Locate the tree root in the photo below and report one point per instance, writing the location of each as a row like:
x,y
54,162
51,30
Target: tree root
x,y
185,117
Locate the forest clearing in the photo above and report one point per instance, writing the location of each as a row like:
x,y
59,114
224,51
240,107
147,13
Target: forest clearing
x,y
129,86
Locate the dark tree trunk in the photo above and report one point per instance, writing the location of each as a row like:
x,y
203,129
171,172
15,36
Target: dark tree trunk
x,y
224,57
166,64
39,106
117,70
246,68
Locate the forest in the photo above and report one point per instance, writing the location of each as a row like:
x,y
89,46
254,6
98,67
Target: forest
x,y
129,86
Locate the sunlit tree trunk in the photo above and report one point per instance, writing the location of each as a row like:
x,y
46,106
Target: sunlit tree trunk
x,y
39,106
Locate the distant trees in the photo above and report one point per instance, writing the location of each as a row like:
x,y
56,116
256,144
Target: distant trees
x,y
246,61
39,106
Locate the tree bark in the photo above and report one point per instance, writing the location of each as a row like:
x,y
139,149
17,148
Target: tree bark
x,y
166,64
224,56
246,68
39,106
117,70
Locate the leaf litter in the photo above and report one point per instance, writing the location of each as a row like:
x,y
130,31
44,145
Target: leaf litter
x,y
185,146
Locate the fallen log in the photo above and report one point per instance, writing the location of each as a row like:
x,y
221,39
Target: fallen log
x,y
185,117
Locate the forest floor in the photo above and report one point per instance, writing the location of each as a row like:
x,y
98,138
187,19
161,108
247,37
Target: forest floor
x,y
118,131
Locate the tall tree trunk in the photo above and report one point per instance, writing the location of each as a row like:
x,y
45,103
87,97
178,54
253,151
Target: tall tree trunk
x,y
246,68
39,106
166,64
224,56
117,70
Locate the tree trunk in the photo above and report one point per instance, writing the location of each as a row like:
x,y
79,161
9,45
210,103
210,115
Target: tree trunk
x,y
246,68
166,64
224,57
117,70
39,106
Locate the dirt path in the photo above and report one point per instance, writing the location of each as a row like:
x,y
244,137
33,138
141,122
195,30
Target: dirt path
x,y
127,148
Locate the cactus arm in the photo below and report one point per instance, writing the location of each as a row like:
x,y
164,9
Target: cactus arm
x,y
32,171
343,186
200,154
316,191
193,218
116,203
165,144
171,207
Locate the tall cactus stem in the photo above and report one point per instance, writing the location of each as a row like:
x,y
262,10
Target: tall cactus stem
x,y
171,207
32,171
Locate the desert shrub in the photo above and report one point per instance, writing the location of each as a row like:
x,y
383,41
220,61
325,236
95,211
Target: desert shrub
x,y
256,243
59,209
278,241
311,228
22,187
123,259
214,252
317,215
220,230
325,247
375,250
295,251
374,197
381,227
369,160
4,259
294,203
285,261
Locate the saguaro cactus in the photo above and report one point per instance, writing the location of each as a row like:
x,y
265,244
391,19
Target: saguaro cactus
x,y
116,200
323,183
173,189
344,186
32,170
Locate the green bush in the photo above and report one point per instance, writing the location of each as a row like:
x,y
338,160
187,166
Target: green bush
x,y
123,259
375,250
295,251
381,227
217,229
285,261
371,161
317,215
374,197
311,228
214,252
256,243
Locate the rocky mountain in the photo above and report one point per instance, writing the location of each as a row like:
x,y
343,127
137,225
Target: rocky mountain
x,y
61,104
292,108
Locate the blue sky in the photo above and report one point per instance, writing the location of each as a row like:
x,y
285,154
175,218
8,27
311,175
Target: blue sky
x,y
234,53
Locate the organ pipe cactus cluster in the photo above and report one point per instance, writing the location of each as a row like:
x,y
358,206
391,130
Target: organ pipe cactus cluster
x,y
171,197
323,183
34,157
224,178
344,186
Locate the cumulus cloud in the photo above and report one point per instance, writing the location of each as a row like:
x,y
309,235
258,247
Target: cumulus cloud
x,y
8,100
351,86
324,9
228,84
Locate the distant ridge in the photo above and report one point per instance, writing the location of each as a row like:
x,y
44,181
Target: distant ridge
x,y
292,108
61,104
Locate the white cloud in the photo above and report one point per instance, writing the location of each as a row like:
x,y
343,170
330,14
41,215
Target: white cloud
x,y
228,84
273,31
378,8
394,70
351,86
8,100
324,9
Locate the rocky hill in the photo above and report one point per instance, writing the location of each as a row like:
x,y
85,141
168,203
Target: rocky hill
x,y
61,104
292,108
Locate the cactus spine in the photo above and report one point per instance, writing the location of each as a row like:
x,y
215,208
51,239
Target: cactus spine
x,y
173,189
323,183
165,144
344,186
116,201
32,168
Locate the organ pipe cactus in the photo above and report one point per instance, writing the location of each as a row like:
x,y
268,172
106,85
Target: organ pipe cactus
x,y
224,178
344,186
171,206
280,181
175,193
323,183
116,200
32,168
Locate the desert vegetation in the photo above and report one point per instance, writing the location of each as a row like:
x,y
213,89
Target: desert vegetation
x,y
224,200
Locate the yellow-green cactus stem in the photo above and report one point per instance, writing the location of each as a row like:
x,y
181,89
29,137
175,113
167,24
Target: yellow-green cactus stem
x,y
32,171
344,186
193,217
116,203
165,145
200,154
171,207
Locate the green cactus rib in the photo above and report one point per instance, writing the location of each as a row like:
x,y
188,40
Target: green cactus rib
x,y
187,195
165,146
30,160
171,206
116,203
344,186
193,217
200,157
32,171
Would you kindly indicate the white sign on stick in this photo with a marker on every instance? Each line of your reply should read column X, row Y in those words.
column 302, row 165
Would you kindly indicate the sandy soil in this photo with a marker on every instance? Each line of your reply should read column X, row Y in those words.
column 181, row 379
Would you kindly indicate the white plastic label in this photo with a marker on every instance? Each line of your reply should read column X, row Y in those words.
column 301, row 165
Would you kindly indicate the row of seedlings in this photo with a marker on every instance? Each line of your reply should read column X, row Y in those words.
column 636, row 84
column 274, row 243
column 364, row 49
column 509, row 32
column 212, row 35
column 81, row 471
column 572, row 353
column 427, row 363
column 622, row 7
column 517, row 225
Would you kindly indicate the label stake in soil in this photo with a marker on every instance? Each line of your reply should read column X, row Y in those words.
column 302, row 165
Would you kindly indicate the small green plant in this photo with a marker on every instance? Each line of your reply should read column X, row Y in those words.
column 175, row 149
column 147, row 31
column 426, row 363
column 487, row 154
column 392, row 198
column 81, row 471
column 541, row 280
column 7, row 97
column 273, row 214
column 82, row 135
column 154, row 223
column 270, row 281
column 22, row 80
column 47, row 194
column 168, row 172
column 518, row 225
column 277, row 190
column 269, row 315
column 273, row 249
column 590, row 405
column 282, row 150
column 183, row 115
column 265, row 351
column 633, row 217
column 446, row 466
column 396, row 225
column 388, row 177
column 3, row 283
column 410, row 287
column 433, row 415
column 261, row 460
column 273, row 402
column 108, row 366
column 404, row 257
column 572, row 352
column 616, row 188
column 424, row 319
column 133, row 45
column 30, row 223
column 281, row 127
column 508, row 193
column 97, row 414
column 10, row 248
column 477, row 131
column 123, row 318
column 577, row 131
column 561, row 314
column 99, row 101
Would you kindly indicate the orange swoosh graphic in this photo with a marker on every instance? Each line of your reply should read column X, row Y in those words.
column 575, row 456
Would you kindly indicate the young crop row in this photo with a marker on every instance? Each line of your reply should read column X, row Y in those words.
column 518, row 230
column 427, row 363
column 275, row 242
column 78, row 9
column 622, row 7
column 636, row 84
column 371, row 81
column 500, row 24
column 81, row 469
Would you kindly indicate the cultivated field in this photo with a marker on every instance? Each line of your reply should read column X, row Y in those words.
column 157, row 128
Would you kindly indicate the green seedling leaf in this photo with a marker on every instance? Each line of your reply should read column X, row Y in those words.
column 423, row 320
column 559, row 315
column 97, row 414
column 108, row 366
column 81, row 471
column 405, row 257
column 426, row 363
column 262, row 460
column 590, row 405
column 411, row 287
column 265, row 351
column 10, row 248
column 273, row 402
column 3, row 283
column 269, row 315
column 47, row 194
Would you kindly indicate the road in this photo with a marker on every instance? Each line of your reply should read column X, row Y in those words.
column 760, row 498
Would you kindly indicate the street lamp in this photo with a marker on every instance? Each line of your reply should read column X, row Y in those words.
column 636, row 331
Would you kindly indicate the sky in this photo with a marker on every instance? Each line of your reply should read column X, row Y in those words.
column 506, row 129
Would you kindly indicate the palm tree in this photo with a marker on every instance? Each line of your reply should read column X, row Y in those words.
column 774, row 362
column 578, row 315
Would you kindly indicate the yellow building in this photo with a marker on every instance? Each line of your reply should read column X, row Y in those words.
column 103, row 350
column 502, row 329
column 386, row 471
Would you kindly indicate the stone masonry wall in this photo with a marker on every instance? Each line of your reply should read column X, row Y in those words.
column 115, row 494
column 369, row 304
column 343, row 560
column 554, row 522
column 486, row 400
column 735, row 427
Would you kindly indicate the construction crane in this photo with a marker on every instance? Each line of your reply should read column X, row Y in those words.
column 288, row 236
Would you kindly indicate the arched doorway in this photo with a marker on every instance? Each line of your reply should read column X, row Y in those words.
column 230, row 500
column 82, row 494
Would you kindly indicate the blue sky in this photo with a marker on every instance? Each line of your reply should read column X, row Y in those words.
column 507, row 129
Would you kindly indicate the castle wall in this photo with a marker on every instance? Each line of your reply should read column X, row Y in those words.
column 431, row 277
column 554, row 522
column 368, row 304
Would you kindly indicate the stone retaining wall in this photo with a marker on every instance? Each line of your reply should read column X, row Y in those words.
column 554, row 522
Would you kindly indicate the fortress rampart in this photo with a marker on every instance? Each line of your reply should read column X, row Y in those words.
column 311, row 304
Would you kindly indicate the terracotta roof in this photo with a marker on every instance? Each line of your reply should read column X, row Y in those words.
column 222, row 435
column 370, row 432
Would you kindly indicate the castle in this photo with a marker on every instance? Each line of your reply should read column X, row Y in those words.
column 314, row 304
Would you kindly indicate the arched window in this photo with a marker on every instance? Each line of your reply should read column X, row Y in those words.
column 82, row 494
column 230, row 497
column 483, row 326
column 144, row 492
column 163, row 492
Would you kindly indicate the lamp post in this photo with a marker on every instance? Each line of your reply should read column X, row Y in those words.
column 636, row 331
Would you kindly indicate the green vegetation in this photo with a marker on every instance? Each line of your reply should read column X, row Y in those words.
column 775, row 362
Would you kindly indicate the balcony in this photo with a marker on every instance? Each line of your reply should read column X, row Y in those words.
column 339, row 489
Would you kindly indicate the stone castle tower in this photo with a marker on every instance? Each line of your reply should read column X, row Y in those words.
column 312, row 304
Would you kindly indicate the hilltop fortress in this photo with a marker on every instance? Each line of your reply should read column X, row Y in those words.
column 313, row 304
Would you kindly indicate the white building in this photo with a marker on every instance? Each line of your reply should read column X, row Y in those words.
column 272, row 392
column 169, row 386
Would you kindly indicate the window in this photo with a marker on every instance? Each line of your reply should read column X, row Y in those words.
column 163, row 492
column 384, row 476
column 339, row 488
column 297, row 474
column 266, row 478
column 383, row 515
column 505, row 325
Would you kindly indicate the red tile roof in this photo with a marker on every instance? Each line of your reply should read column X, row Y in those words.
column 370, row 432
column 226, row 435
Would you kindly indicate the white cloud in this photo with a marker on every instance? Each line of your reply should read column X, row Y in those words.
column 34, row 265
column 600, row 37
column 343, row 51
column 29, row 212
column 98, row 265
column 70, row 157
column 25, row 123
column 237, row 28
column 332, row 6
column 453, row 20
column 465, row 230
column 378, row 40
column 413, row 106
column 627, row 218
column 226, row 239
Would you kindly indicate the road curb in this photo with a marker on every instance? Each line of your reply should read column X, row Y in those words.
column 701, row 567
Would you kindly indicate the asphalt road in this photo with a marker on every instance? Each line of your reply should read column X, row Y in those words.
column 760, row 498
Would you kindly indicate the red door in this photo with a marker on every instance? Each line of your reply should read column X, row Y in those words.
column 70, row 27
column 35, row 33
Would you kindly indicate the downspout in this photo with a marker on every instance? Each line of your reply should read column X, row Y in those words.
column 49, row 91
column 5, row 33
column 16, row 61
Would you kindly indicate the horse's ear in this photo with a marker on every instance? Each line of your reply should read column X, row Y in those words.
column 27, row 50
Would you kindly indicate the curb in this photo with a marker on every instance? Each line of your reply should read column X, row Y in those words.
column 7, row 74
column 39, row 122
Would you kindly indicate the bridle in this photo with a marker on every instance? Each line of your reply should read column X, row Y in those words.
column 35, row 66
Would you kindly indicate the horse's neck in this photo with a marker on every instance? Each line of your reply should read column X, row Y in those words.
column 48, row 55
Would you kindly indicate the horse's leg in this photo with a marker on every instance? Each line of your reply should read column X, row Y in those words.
....
Copy out the lines of the listing from the line with "Would you kindly indicate the street" up to and including the line with "column 578, row 315", character for character.

Would you kindly indicate the street lamp in this photo with a marker on every instance? Each line of your reply should read column X, row Y in those words.
column 636, row 331
Would you kindly indicate the sky in this photo with a marker on every instance? Each line of your reply should read column X, row Y in those words.
column 506, row 129
Would you kindly indicate the palm tree in this photo with a marker on every instance? Each line of your reply should read column X, row Y in those words.
column 774, row 362
column 578, row 315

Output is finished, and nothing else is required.